# start of DATA EXCERPTS

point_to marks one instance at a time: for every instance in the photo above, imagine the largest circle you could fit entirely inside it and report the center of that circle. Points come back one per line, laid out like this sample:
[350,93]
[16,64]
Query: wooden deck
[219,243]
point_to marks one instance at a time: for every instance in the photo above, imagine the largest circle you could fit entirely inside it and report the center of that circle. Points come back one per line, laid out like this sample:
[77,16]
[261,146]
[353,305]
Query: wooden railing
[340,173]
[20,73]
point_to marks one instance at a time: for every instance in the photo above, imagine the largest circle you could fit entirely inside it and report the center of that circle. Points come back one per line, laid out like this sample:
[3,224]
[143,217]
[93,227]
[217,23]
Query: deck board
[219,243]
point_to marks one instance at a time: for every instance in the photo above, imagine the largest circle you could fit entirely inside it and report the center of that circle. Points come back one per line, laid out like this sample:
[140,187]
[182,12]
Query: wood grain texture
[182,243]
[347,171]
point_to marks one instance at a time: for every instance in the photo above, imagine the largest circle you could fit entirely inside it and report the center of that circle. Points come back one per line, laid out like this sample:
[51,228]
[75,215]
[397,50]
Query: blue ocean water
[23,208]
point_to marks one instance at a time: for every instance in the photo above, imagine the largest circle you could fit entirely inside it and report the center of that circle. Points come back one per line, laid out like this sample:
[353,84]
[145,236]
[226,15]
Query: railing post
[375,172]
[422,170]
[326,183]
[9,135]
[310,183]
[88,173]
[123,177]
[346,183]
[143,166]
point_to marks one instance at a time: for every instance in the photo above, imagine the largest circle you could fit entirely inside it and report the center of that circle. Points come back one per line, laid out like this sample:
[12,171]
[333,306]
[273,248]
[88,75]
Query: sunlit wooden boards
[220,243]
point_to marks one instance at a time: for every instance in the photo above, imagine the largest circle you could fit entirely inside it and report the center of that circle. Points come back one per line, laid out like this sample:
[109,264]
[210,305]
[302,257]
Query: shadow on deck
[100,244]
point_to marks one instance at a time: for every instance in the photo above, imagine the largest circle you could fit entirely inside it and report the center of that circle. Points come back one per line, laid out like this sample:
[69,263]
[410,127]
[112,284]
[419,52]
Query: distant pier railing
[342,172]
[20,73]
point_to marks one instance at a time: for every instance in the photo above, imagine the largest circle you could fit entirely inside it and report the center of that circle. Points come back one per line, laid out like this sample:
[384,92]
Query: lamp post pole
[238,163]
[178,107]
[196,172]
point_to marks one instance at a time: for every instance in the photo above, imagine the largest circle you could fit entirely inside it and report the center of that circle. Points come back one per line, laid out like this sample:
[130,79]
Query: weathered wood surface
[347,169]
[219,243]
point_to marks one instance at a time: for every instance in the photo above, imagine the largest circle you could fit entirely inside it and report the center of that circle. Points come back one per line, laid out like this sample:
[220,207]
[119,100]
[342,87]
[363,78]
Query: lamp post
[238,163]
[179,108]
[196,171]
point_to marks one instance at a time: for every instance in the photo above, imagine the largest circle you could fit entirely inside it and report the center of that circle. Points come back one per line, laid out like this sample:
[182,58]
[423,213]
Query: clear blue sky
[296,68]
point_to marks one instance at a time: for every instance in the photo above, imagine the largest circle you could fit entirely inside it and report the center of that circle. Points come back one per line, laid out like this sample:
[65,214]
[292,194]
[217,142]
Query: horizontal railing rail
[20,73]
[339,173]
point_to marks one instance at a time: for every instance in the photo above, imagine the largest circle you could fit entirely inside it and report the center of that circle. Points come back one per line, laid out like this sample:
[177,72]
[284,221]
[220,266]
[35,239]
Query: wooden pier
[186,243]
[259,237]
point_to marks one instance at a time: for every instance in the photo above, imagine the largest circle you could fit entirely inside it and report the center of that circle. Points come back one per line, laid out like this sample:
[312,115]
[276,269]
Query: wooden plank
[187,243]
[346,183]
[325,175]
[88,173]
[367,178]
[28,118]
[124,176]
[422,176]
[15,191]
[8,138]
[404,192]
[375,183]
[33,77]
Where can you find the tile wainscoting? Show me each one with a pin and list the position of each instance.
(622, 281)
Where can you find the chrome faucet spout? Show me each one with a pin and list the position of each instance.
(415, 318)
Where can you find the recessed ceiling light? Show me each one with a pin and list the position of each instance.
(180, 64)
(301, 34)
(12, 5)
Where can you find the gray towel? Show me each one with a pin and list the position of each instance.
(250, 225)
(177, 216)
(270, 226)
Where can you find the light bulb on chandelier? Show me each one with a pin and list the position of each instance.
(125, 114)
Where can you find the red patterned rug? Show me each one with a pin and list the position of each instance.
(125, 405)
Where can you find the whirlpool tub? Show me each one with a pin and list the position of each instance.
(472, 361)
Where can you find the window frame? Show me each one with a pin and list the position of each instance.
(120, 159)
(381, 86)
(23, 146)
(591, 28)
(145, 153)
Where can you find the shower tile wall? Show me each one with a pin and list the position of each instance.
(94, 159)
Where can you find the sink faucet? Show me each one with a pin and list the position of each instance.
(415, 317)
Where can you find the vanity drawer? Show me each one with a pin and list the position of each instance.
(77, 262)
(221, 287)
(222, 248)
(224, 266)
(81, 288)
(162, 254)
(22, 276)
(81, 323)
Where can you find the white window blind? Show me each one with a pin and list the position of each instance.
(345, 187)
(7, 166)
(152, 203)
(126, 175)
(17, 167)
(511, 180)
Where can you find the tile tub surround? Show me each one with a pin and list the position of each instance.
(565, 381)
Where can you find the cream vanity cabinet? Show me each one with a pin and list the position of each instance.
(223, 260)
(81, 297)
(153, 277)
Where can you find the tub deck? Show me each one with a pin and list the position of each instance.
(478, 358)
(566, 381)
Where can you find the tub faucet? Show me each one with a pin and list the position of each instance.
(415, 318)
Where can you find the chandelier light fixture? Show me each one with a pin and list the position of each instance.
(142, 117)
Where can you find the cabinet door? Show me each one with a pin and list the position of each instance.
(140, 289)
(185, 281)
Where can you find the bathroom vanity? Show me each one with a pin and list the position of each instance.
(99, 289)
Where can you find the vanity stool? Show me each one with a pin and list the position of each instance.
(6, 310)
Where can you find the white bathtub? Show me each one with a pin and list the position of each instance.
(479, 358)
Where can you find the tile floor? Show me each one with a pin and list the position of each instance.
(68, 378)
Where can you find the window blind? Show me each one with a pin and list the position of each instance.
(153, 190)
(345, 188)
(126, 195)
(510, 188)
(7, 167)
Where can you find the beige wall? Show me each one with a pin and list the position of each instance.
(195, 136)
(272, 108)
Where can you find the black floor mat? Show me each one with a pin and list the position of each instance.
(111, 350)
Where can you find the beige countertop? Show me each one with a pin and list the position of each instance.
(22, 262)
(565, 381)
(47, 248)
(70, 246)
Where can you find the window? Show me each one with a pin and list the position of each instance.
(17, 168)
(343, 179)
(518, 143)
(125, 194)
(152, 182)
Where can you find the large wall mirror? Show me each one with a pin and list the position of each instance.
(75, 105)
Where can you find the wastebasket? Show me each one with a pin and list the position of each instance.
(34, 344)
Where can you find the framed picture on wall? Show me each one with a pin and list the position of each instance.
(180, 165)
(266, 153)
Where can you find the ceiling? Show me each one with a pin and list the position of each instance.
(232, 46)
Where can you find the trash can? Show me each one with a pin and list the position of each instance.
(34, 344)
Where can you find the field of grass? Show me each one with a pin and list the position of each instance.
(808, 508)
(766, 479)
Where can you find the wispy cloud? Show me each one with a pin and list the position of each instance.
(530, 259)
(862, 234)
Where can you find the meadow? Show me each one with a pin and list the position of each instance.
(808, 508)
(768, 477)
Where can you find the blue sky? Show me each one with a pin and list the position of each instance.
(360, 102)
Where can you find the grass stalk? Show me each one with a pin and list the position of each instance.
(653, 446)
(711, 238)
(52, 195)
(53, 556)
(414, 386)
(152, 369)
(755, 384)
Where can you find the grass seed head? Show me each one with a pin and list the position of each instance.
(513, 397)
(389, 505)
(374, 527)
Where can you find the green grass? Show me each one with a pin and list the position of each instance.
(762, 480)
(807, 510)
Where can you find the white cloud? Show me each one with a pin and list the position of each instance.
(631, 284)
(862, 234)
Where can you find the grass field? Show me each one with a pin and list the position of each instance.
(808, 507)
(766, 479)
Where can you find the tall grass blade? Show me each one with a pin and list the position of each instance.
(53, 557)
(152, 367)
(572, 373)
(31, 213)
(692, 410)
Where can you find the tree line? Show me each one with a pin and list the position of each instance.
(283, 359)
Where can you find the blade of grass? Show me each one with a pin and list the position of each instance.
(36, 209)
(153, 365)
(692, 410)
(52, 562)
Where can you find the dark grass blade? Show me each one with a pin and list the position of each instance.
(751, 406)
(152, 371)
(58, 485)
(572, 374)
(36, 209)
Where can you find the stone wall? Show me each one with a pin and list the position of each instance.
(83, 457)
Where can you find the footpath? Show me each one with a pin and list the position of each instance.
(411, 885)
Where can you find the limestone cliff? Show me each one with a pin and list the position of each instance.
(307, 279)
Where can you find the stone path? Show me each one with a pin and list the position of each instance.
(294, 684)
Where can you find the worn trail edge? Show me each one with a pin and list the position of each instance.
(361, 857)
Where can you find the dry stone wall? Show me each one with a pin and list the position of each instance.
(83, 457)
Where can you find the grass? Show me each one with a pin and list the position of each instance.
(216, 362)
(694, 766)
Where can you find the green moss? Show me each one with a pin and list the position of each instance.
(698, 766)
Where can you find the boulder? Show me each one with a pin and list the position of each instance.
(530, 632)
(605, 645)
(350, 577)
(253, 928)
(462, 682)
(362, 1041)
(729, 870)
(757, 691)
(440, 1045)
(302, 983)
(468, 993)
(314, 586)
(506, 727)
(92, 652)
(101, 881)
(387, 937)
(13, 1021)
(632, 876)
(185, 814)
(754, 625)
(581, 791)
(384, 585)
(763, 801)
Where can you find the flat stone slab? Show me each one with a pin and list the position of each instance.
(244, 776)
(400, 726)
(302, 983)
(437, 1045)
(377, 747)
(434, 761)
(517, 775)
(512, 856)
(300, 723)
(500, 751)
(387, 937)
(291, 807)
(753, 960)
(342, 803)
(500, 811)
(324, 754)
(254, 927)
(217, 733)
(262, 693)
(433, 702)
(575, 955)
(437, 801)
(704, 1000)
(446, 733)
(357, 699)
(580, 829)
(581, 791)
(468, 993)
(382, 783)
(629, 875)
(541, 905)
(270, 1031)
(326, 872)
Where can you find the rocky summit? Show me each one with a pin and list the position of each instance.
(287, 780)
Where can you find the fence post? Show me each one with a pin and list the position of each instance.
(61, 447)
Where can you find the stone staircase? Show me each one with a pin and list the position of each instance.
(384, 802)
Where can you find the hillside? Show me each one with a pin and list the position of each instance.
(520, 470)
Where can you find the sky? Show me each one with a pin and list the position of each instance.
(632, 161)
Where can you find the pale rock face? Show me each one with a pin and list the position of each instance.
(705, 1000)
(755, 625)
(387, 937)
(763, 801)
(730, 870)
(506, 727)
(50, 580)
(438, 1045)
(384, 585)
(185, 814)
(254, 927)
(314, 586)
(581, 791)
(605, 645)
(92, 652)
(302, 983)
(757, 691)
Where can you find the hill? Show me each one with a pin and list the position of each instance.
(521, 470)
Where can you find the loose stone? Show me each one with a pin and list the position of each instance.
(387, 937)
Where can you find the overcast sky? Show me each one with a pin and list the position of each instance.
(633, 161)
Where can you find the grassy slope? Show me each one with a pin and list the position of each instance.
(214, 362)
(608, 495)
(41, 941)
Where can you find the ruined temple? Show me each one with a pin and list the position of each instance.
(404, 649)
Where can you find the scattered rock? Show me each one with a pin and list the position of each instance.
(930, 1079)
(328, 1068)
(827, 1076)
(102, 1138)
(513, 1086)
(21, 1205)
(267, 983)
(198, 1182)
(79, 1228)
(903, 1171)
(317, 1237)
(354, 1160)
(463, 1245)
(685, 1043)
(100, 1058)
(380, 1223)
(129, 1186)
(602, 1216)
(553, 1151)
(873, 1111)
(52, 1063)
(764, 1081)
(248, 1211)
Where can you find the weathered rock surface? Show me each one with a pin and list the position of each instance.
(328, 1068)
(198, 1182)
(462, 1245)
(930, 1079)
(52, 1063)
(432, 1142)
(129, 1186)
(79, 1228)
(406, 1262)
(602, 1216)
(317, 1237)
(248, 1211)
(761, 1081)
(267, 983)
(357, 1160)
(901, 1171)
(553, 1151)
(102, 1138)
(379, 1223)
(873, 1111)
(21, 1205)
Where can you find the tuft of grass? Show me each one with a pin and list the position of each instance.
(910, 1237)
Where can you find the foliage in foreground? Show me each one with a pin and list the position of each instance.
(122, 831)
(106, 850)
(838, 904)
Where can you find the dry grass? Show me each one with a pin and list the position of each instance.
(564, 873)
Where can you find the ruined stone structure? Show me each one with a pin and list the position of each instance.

# end of DATA EXCERPTS

All lines from the one with "Where can you find the hill?" through the final line above are to be quoted exactly; quote no other line.

Where can you find the hill? Show me each one with a pin and list the position of each instance.
(521, 470)
Where can you find the loose stone? Show me each one with a pin and list the position of each instance.
(387, 937)
Where can you find the overcast sky? Show me each one with a pin and list the position of each instance.
(633, 161)
Where can you find the grassy slope? Show me each one with a pin and list the position of each instance.
(214, 362)
(608, 495)
(41, 941)
Where can you find the ruined temple? Show me each one with a pin and list the position of each instance.
(404, 649)
Where can you find the scattered rock? Show me each one with a pin and list the position of each instance.
(930, 1079)
(328, 1068)
(827, 1076)
(102, 1138)
(513, 1086)
(21, 1205)
(267, 983)
(198, 1182)
(79, 1228)
(903, 1171)
(317, 1237)
(354, 1160)
(463, 1245)
(685, 1043)
(100, 1058)
(380, 1223)
(129, 1186)
(602, 1216)
(553, 1151)
(873, 1111)
(52, 1063)
(764, 1081)
(248, 1211)
Where can you find the weathered rock surface? Show me each one with a pin and list the position of each instance.
(328, 1068)
(198, 1182)
(462, 1245)
(930, 1079)
(52, 1063)
(432, 1142)
(129, 1186)
(79, 1228)
(406, 1262)
(602, 1216)
(317, 1237)
(248, 1211)
(761, 1081)
(267, 983)
(357, 1160)
(901, 1171)
(553, 1151)
(102, 1138)
(379, 1223)
(873, 1111)
(21, 1205)
Where can you find the tuft of grass? Show me each one with a pin and list the position of each instance.
(910, 1237)
Where can you find the foliage in foreground? Show me each one with a pin and list the position of each instance.
(122, 831)
(106, 850)
(838, 904)
Where can you find the dry grass? Show me each one with a pin and list the position of each instance.
(564, 873)
Where can you find the ruined stone structure? Show me each one with a pin and list the position of each instance.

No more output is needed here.